*WHAT YOU NEED TO DO*: Collect every line of the material below that contains the string "stalk", and copy each one.
* begin DATA LISTING *
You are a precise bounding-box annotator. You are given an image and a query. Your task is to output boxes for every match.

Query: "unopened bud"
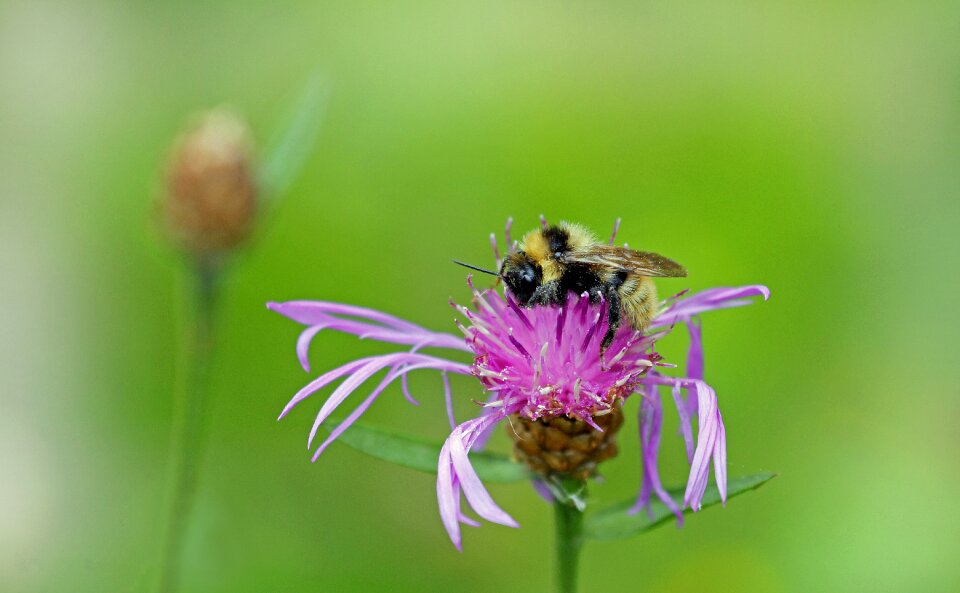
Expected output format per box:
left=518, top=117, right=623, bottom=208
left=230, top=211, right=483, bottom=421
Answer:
left=162, top=109, right=257, bottom=253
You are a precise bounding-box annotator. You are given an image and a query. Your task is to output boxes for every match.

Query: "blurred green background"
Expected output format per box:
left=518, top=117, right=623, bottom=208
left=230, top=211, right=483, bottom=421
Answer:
left=0, top=0, right=960, bottom=592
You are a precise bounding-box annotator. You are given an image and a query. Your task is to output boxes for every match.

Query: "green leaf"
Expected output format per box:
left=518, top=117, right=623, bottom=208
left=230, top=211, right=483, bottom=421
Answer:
left=584, top=472, right=777, bottom=539
left=322, top=422, right=530, bottom=482
left=260, top=75, right=330, bottom=199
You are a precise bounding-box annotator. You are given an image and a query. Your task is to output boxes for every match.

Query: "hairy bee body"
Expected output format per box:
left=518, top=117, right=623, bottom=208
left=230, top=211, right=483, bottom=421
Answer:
left=499, top=222, right=686, bottom=349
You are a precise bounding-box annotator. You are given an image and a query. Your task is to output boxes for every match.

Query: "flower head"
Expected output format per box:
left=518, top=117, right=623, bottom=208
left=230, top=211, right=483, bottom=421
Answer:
left=161, top=108, right=257, bottom=253
left=268, top=220, right=769, bottom=549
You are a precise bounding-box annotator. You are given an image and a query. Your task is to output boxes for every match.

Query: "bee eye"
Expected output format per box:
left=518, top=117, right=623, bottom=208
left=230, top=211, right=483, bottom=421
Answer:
left=504, top=262, right=542, bottom=304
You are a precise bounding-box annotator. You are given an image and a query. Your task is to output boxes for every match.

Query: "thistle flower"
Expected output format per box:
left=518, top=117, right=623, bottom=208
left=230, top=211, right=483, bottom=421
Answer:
left=268, top=223, right=769, bottom=549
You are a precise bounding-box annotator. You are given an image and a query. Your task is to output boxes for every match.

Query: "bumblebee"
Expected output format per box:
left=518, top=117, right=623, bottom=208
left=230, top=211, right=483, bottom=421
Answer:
left=457, top=222, right=687, bottom=352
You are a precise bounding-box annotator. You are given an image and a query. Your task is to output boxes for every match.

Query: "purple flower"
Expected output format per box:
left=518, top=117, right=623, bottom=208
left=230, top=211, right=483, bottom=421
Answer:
left=268, top=225, right=769, bottom=549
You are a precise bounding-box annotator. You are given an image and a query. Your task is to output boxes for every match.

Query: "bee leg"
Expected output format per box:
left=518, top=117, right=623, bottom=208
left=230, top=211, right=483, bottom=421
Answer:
left=600, top=284, right=622, bottom=356
left=527, top=280, right=563, bottom=307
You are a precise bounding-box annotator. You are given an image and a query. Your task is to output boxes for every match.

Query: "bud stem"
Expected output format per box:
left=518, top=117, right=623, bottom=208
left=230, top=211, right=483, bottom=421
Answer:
left=553, top=500, right=583, bottom=593
left=157, top=255, right=220, bottom=593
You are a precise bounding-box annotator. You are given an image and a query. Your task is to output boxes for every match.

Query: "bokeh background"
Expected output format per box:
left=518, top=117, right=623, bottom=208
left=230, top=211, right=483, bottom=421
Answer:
left=0, top=0, right=960, bottom=592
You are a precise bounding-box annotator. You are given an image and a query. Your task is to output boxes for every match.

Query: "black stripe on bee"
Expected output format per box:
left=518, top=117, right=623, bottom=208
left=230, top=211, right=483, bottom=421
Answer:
left=560, top=263, right=600, bottom=297
left=543, top=226, right=570, bottom=253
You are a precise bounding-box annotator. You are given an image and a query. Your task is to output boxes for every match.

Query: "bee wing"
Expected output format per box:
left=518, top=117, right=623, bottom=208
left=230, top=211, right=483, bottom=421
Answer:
left=568, top=244, right=687, bottom=278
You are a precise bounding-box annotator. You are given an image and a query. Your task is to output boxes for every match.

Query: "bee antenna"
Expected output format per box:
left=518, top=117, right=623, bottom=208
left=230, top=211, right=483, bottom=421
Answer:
left=453, top=259, right=500, bottom=276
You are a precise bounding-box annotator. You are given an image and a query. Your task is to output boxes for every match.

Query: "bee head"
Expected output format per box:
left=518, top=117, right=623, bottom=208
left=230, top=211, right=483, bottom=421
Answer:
left=500, top=251, right=543, bottom=305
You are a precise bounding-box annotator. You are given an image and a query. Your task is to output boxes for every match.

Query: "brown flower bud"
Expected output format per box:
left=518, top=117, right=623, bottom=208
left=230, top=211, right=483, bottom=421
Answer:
left=162, top=109, right=257, bottom=253
left=507, top=407, right=623, bottom=480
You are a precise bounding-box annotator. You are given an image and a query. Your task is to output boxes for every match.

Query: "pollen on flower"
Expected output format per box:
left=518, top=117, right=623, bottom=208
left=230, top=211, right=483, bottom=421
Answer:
left=457, top=290, right=656, bottom=425
left=268, top=215, right=769, bottom=549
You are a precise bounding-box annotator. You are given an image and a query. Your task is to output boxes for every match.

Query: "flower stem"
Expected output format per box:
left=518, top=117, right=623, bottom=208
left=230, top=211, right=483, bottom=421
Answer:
left=553, top=500, right=583, bottom=593
left=157, top=255, right=220, bottom=593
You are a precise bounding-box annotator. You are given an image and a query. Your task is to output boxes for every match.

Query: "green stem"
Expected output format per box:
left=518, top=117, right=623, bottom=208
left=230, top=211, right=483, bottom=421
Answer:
left=553, top=500, right=583, bottom=593
left=157, top=256, right=220, bottom=593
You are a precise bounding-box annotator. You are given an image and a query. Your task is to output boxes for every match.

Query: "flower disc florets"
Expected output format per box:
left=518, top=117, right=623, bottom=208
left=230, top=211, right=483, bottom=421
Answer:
left=456, top=290, right=659, bottom=429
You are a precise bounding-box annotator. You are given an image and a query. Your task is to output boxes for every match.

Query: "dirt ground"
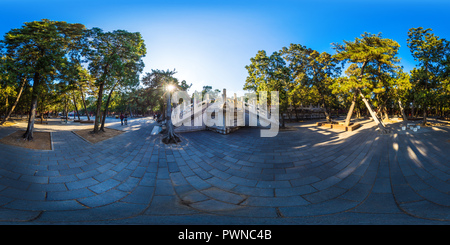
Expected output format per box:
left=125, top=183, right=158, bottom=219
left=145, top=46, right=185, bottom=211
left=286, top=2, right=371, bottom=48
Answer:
left=0, top=130, right=52, bottom=150
left=72, top=128, right=124, bottom=144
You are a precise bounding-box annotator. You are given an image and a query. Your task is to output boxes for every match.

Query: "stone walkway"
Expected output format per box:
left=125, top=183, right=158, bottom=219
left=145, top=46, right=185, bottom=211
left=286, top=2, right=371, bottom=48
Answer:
left=0, top=118, right=450, bottom=224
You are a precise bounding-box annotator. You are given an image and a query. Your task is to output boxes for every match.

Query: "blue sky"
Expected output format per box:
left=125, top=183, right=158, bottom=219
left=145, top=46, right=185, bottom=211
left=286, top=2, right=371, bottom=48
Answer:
left=0, top=0, right=450, bottom=94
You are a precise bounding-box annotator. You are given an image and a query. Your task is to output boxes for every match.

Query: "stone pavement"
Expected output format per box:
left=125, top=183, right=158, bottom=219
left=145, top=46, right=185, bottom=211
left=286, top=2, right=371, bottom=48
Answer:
left=0, top=118, right=450, bottom=224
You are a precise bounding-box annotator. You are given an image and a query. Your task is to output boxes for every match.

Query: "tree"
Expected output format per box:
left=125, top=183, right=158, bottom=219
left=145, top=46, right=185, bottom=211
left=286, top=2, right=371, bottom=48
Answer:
left=3, top=19, right=85, bottom=140
left=333, top=33, right=400, bottom=132
left=85, top=28, right=146, bottom=133
left=281, top=44, right=340, bottom=122
left=244, top=50, right=291, bottom=128
left=407, top=27, right=450, bottom=125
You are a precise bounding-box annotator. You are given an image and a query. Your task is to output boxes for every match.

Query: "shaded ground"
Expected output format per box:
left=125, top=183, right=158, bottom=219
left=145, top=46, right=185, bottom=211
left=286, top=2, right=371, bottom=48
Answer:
left=0, top=130, right=52, bottom=150
left=72, top=128, right=124, bottom=144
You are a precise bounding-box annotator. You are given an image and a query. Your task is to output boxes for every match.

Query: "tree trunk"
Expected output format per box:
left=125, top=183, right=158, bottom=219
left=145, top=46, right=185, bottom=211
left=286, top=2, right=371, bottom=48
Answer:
left=5, top=93, right=9, bottom=118
left=0, top=78, right=27, bottom=125
left=93, top=82, right=105, bottom=134
left=80, top=86, right=91, bottom=121
left=398, top=100, right=408, bottom=122
left=162, top=90, right=181, bottom=144
left=422, top=106, right=427, bottom=126
left=22, top=72, right=40, bottom=141
left=358, top=89, right=386, bottom=133
left=344, top=93, right=357, bottom=127
left=72, top=93, right=81, bottom=121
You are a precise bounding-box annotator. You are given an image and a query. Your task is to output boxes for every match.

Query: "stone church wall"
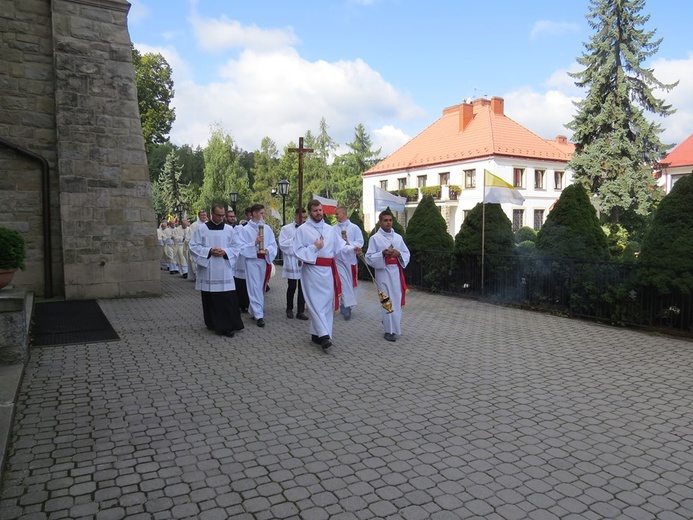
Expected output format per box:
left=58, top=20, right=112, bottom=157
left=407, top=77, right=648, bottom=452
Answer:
left=0, top=0, right=161, bottom=299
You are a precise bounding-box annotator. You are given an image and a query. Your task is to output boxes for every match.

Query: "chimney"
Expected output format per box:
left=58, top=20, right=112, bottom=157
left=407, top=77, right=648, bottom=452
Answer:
left=491, top=96, right=505, bottom=116
left=460, top=103, right=474, bottom=132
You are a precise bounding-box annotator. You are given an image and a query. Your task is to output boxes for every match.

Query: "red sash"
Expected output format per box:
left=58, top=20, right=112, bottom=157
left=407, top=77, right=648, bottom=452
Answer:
left=315, top=257, right=342, bottom=312
left=385, top=256, right=409, bottom=307
left=257, top=253, right=272, bottom=292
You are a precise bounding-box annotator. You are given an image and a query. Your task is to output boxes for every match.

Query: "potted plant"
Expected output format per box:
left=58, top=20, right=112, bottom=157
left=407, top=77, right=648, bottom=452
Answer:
left=0, top=227, right=26, bottom=289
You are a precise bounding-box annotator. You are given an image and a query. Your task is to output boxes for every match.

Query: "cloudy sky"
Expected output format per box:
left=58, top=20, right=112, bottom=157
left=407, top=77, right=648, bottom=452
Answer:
left=128, top=0, right=693, bottom=157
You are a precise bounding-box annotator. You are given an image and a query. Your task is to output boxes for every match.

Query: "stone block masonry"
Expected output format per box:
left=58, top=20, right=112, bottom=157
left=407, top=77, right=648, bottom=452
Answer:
left=0, top=0, right=161, bottom=299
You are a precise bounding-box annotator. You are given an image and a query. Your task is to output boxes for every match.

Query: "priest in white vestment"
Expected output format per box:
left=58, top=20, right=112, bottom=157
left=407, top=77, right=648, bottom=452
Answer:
left=190, top=204, right=243, bottom=337
left=235, top=204, right=277, bottom=327
left=334, top=206, right=363, bottom=320
left=188, top=209, right=209, bottom=281
left=294, top=200, right=361, bottom=350
left=366, top=210, right=410, bottom=341
left=279, top=208, right=308, bottom=320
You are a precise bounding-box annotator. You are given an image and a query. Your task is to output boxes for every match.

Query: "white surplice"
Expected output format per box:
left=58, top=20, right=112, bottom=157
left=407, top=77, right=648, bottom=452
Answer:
left=294, top=219, right=354, bottom=338
left=366, top=228, right=410, bottom=335
left=236, top=220, right=277, bottom=320
left=334, top=219, right=363, bottom=307
left=190, top=223, right=240, bottom=292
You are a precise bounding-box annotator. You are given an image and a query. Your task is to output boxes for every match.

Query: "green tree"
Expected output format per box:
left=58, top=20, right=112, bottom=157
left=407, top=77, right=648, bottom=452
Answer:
left=404, top=195, right=455, bottom=291
left=567, top=0, right=677, bottom=229
left=252, top=137, right=281, bottom=200
left=330, top=124, right=380, bottom=206
left=197, top=126, right=252, bottom=208
left=156, top=150, right=190, bottom=217
left=404, top=195, right=455, bottom=253
left=536, top=184, right=609, bottom=261
left=638, top=174, right=693, bottom=294
left=455, top=202, right=515, bottom=265
left=132, top=46, right=176, bottom=150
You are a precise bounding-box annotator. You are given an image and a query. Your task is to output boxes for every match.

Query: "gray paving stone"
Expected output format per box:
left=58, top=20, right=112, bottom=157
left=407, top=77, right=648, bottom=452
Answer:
left=0, top=276, right=693, bottom=520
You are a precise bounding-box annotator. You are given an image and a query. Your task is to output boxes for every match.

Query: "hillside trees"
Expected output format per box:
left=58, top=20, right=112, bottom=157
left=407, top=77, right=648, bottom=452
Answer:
left=567, top=0, right=676, bottom=231
left=132, top=46, right=176, bottom=151
left=197, top=126, right=254, bottom=212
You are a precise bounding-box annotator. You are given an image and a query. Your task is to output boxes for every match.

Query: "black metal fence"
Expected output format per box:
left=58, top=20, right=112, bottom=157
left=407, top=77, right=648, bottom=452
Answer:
left=406, top=252, right=693, bottom=337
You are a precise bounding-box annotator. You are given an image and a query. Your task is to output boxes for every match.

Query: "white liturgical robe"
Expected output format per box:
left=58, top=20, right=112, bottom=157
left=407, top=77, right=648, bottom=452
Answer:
left=366, top=228, right=410, bottom=335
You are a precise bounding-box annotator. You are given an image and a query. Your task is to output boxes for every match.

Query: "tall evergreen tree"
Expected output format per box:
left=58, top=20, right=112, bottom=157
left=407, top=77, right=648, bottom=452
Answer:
left=330, top=123, right=380, bottom=206
left=404, top=195, right=455, bottom=254
left=132, top=46, right=176, bottom=150
left=253, top=137, right=281, bottom=200
left=567, top=0, right=676, bottom=232
left=197, top=126, right=252, bottom=213
left=536, top=184, right=609, bottom=261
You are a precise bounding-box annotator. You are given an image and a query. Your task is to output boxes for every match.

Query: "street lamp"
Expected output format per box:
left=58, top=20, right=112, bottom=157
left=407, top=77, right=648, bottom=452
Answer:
left=277, top=179, right=289, bottom=224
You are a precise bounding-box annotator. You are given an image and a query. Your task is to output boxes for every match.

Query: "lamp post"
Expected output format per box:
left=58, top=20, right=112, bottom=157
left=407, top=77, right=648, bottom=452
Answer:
left=277, top=179, right=289, bottom=224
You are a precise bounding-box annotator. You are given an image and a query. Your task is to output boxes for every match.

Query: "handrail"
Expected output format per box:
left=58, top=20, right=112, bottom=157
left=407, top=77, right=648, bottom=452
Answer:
left=0, top=137, right=53, bottom=298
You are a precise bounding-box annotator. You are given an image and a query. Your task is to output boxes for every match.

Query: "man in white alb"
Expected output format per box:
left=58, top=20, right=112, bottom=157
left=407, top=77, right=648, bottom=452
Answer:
left=234, top=204, right=277, bottom=327
left=335, top=206, right=363, bottom=320
left=366, top=209, right=409, bottom=341
left=294, top=200, right=361, bottom=350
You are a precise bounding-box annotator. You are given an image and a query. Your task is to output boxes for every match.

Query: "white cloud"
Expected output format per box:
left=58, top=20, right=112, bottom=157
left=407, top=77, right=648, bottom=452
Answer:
left=652, top=53, right=693, bottom=144
left=189, top=15, right=298, bottom=51
left=529, top=20, right=580, bottom=40
left=504, top=88, right=580, bottom=139
left=370, top=125, right=411, bottom=159
left=128, top=0, right=151, bottom=23
left=165, top=48, right=423, bottom=153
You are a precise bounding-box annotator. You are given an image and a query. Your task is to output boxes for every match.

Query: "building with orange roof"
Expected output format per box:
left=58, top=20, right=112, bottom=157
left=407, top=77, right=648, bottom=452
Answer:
left=657, top=134, right=693, bottom=193
left=363, top=97, right=575, bottom=236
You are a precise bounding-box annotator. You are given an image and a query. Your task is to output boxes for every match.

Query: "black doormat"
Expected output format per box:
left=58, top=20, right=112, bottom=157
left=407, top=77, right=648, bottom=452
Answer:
left=31, top=300, right=120, bottom=347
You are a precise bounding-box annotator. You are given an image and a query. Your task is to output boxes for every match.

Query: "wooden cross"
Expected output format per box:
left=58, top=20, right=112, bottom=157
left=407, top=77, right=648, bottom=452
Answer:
left=289, top=137, right=315, bottom=213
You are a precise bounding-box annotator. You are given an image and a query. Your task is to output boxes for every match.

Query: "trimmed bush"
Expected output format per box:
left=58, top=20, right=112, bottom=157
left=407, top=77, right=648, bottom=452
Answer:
left=639, top=174, right=693, bottom=293
left=536, top=184, right=610, bottom=261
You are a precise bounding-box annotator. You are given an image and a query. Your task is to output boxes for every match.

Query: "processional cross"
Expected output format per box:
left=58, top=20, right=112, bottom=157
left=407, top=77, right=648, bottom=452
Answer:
left=289, top=137, right=315, bottom=213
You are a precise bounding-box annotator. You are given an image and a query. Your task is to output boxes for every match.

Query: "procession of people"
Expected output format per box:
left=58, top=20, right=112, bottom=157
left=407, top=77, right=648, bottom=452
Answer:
left=157, top=200, right=410, bottom=351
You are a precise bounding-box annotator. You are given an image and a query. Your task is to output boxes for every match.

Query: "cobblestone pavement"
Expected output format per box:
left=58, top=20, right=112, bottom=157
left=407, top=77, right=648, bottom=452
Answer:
left=0, top=275, right=693, bottom=520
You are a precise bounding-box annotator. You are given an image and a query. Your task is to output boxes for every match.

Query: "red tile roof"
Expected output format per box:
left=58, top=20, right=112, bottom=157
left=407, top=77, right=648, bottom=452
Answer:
left=660, top=134, right=693, bottom=168
left=364, top=97, right=575, bottom=175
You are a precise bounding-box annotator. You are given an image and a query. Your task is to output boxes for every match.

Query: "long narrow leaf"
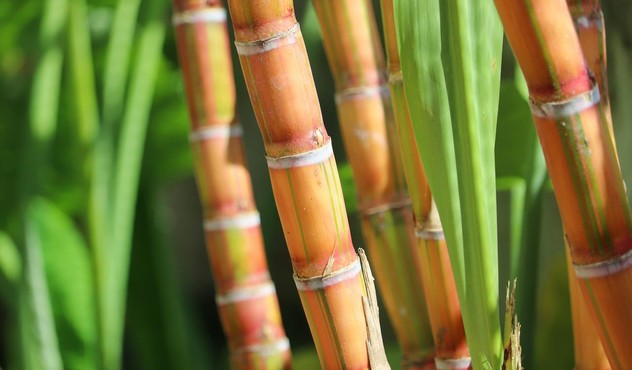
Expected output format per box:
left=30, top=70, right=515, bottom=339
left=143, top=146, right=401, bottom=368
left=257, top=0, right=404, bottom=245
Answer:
left=103, top=1, right=166, bottom=369
left=395, top=0, right=502, bottom=369
left=18, top=206, right=63, bottom=370
left=30, top=199, right=99, bottom=370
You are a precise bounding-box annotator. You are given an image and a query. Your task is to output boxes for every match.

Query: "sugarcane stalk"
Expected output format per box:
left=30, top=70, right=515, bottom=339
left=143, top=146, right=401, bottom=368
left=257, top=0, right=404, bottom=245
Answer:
left=313, top=0, right=434, bottom=368
left=496, top=0, right=632, bottom=369
left=567, top=0, right=609, bottom=109
left=567, top=0, right=614, bottom=150
left=566, top=245, right=611, bottom=370
left=381, top=0, right=471, bottom=369
left=173, top=0, right=291, bottom=369
left=228, top=0, right=386, bottom=369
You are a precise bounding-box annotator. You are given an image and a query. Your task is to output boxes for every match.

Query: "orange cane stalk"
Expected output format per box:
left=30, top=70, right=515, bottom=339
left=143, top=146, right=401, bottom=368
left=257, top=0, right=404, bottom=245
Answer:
left=313, top=0, right=434, bottom=369
left=382, top=0, right=470, bottom=369
left=173, top=0, right=290, bottom=369
left=566, top=245, right=611, bottom=370
left=496, top=0, right=632, bottom=369
left=228, top=0, right=386, bottom=369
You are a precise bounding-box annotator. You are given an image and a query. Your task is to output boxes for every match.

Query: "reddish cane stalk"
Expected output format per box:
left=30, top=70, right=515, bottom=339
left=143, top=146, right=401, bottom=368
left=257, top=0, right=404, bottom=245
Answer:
left=566, top=246, right=611, bottom=370
left=229, top=0, right=386, bottom=369
left=174, top=0, right=290, bottom=369
left=496, top=0, right=632, bottom=369
left=313, top=0, right=434, bottom=369
left=382, top=0, right=471, bottom=369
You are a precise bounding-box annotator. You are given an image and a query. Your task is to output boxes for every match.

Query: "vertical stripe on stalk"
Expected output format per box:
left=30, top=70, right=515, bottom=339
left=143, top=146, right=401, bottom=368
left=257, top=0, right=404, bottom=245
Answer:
left=341, top=1, right=366, bottom=86
left=556, top=120, right=603, bottom=253
left=329, top=162, right=353, bottom=254
left=320, top=162, right=344, bottom=258
left=285, top=168, right=309, bottom=259
left=556, top=113, right=607, bottom=256
left=524, top=0, right=561, bottom=91
left=315, top=290, right=347, bottom=369
left=576, top=113, right=614, bottom=253
left=318, top=1, right=344, bottom=77
left=299, top=298, right=325, bottom=364
left=579, top=279, right=623, bottom=369
left=431, top=240, right=456, bottom=352
left=240, top=58, right=272, bottom=143
left=599, top=104, right=632, bottom=229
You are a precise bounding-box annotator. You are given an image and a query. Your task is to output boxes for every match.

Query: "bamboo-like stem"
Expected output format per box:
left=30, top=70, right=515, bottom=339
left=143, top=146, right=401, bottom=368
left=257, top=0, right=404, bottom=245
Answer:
left=381, top=0, right=470, bottom=369
left=566, top=245, right=611, bottom=370
left=173, top=0, right=291, bottom=369
left=567, top=0, right=614, bottom=147
left=496, top=0, right=632, bottom=369
left=228, top=0, right=378, bottom=369
left=313, top=0, right=434, bottom=368
left=567, top=0, right=609, bottom=107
* end DATA LISTING *
*THE RESULT*:
Query: "sugarcane stalk"
Query: "orange cane stalk"
Query: "reddish cane stalk"
Query: "vertical stripe on stalk"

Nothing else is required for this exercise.